▶ Stated exercise
Put the lines below into a JSON list of strings, one string per line, leaving out any blank lines.

** begin Supplied material **

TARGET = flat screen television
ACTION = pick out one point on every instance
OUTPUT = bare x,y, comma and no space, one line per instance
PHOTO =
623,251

** end Supplied material **

▶ Result
[
  "TARGET = flat screen television",
  "ACTION = pick out one point on every instance",
  "OUTPUT = bare x,y, comma and no space, one line per instance",
  "PHOTO =",
  "623,251"
]